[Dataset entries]

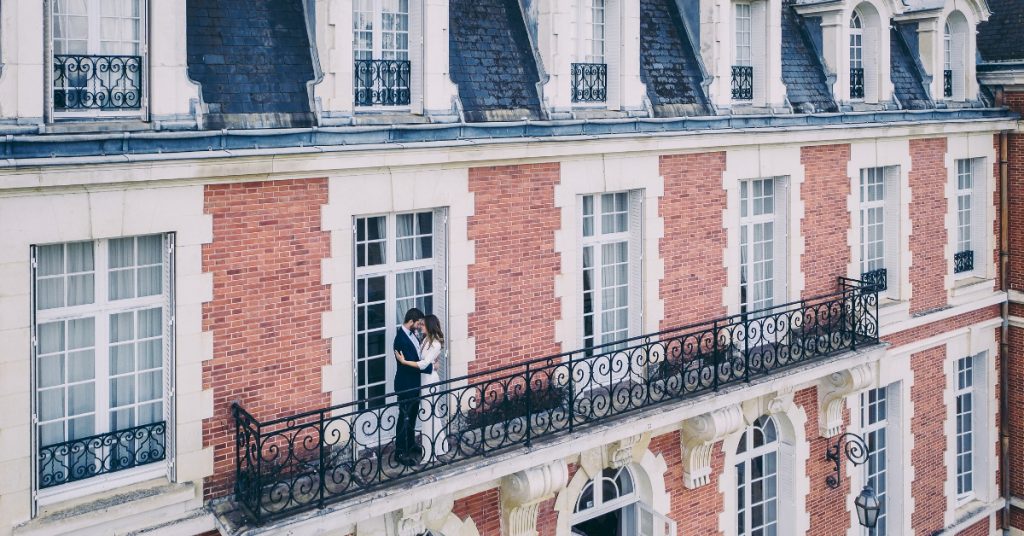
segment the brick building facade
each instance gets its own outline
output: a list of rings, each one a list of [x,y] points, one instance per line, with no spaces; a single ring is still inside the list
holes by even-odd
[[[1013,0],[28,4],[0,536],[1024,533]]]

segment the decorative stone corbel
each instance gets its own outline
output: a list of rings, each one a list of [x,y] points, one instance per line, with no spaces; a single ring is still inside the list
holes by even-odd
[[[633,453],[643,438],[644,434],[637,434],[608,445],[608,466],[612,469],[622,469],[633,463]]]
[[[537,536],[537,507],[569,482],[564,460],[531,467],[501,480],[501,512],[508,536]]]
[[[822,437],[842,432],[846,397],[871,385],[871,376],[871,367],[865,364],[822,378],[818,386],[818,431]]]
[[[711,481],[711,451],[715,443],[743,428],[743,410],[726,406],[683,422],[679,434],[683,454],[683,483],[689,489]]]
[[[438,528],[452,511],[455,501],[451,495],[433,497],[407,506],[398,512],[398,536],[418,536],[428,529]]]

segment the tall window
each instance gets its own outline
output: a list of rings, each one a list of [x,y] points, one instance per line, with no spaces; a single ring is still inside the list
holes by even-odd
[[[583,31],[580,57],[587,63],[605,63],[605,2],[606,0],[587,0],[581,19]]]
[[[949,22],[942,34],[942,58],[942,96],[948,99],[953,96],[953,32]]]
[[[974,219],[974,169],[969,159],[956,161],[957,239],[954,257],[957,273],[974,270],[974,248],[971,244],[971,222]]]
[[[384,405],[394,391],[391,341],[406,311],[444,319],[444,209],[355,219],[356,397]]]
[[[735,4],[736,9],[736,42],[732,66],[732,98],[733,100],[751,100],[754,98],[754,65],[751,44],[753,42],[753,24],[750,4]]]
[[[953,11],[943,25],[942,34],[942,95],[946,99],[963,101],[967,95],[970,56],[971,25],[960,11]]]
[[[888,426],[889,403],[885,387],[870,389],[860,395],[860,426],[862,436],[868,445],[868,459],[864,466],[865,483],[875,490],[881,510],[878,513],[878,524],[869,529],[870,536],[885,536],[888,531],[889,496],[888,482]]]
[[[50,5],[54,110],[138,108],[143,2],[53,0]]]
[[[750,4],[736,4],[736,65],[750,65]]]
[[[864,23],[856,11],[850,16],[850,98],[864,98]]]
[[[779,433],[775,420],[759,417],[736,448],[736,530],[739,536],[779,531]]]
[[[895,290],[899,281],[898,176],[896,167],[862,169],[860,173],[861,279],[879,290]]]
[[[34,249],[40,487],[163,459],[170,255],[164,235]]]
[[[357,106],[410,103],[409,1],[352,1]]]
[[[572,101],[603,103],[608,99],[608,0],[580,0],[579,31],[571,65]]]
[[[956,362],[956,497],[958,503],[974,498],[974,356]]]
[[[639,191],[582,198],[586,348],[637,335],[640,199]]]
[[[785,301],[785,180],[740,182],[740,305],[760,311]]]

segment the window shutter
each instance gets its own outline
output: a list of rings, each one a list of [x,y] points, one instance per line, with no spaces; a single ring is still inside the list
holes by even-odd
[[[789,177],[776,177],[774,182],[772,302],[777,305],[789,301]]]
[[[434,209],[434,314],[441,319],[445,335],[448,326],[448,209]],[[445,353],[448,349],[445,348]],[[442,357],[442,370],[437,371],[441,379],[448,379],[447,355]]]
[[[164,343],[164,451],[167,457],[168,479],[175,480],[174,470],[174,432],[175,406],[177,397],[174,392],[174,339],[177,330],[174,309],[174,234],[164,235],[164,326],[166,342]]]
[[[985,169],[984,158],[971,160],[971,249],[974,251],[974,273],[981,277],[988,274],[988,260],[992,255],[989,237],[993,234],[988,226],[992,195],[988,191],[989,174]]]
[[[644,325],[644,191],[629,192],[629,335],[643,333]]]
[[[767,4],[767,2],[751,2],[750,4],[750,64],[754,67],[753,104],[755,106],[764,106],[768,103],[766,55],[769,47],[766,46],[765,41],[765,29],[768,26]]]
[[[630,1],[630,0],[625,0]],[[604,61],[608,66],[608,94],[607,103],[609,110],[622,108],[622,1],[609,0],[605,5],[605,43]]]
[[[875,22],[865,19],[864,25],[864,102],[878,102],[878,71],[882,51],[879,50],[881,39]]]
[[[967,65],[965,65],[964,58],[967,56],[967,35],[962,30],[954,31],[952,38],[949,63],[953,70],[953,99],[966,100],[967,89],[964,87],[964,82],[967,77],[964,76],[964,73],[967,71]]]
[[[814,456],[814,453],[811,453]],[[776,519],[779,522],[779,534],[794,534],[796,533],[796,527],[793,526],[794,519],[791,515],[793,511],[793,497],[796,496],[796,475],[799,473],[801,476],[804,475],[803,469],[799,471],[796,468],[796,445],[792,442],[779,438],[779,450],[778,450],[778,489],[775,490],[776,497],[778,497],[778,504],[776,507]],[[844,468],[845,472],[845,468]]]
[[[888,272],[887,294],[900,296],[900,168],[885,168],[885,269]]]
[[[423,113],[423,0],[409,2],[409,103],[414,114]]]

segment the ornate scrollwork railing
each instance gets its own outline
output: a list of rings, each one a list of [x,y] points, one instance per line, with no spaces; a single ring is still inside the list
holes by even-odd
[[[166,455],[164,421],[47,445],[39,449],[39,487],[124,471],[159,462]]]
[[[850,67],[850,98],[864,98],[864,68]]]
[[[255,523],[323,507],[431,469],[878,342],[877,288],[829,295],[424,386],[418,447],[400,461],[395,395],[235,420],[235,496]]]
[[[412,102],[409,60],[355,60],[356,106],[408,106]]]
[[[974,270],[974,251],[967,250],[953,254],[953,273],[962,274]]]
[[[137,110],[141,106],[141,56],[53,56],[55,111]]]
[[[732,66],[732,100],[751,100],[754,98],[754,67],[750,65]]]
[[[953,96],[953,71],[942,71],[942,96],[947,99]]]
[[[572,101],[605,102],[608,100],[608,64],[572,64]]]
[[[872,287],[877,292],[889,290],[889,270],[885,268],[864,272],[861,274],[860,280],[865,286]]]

### What the task requires
Show all of the lines above in which "window" is present.

### Answer to this problem
segment the tall window
segment the window shutter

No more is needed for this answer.